Quoted passage:
==*==
Why create a tree to match some text instead of not simply using a list of statements together with their outputs? Well, there are many reasons, for one: scalability: the bigger the list gets, the slower it become, decision trees still get a little slower when they grow huge, but not that much. Furthermore, there are a lot of cool things you can do in the middle of the tree which you can’t do (or is very hard/slow)  with regular string matching. More on that later.

Creation

To construct our tree from a set of known statements, we must first split each statement into smaller units that will form the branches. As we are working with sentences, there are 2 obvious candidates: split the sentence into letters or words. While groups of letters are often used in n-grams, for this tutorial we’ll be using words, for which the library provides excessive support. We can use the ‘Tokenizer’ class (defined in it’s own library) to split the sentence into smaller groups: words, numbers and signs. We can then convert these shorter strings into neurons thanks to ‘BrainHelper.GetNeuronFor’. Using these 2 classes makes certain that all text is always converted in the same way to neurons, which in turn helps the grouping/clustering of neurons. Ones you’ve got the neurons for the branches, it’s a matter of choosing a root object and finding/creating links. So here’s a small C# function to build a simple pattern matcher:

/// <summary>
/// Trains a decision tree.
/// </summary>
void Train(string value, string result, ref Neuron root)
{
   //make certain that there is a root object
   if (root == null)
   {
      root = NeuronFactory.GetNeuron();
      Brain.Current.Add(root);
   }
   //icurrent keeps track of the current position in the tree.
   Neuron iCurrent = root;
   //when splitting the sentence, we don't want spaces, only the words
   string[] iWords = Tokenizer.Split(value, false);
   foreach (string i in iWords)
   {
      //get the neuron for the current text value.
==*==
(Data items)
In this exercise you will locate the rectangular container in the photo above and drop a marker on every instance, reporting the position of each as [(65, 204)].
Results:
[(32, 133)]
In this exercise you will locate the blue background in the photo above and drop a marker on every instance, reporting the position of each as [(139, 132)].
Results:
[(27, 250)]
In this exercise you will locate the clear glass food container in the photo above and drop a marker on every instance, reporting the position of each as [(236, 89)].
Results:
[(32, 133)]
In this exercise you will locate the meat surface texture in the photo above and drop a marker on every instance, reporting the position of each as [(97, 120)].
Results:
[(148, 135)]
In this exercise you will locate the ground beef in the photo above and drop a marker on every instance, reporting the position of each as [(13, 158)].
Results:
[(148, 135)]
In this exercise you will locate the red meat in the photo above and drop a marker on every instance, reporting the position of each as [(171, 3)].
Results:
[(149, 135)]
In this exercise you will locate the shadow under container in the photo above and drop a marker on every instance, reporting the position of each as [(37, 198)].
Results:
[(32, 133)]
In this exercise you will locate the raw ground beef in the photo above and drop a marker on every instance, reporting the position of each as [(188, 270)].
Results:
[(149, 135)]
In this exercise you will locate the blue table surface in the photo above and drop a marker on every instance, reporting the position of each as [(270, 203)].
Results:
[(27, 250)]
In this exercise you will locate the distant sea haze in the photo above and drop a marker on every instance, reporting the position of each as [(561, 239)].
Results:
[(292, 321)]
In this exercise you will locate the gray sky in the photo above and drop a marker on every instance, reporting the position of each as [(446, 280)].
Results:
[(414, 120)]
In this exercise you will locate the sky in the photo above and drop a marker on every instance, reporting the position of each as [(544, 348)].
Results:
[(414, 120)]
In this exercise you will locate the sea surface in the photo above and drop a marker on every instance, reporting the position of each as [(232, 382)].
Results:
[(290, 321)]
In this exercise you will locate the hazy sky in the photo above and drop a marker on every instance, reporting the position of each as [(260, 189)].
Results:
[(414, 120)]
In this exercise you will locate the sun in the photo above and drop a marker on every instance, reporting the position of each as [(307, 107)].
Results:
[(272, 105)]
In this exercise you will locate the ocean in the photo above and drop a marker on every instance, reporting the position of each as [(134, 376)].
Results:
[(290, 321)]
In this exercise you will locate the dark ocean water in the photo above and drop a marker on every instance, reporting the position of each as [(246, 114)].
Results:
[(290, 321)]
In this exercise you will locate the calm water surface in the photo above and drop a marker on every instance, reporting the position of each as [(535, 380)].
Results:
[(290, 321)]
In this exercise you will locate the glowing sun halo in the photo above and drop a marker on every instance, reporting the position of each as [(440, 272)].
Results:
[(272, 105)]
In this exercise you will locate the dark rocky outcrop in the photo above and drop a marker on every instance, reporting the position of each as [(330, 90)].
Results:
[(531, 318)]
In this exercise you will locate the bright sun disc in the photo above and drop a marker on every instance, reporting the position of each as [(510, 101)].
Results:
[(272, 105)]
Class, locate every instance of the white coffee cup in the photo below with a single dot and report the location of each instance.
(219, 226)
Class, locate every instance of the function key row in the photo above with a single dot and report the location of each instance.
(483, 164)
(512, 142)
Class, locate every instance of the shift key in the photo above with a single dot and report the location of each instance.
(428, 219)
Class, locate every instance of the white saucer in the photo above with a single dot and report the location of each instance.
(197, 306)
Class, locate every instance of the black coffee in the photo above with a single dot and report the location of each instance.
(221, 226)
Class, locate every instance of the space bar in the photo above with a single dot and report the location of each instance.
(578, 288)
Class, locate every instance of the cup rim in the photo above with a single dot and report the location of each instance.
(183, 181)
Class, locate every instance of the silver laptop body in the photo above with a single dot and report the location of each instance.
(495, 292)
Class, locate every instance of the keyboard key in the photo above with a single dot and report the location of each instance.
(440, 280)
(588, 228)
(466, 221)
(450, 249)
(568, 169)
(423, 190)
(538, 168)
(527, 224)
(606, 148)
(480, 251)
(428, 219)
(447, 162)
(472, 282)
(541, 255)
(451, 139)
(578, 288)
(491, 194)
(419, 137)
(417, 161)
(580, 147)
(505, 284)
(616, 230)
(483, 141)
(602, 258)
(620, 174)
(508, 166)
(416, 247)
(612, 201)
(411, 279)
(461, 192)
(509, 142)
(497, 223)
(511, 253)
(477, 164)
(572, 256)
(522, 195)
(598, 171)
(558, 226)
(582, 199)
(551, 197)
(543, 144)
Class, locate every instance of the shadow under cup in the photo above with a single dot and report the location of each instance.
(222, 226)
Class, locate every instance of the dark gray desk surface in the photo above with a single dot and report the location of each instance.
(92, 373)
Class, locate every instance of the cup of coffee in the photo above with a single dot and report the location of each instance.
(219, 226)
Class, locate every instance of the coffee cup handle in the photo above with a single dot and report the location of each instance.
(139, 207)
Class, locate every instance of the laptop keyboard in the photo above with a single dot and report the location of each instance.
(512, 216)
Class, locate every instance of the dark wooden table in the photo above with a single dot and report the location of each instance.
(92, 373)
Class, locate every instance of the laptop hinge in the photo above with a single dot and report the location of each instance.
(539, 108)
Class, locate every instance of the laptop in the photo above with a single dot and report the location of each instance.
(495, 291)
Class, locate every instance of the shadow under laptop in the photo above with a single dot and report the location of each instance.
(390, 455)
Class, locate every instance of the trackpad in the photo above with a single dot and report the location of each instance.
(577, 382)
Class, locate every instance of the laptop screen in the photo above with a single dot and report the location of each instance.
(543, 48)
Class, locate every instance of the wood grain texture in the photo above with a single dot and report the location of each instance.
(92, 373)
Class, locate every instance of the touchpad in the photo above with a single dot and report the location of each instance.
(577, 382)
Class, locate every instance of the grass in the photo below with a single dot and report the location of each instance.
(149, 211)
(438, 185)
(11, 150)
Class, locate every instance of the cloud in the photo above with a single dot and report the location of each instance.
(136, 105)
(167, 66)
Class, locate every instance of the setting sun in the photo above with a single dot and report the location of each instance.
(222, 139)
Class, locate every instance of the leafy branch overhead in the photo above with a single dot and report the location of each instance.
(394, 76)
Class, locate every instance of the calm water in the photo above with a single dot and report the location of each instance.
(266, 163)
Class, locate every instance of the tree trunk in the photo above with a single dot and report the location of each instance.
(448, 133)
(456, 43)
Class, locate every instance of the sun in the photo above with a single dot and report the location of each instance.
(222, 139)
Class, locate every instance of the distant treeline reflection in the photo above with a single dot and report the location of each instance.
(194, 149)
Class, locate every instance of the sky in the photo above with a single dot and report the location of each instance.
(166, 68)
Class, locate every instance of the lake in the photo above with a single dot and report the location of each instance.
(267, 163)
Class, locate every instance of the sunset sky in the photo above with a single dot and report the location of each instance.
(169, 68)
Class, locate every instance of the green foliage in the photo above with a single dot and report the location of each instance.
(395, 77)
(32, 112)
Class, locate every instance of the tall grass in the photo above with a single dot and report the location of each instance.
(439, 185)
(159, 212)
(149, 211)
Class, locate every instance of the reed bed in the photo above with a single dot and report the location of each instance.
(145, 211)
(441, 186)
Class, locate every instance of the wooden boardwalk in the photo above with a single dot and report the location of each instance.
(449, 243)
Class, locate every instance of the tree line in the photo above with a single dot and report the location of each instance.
==*==
Requirements:
(a) List every parameter of the Train function in the decision tree tutorial's code, giving each parameter's type.
(b) Count the lines of the records that contain the word "laptop", treating uppercase and lowercase as different, and give only the number.

Answers for the tasks:
(a)
- value (string)
- result (string)
- root (Neuron, passed by ref)

(b) 6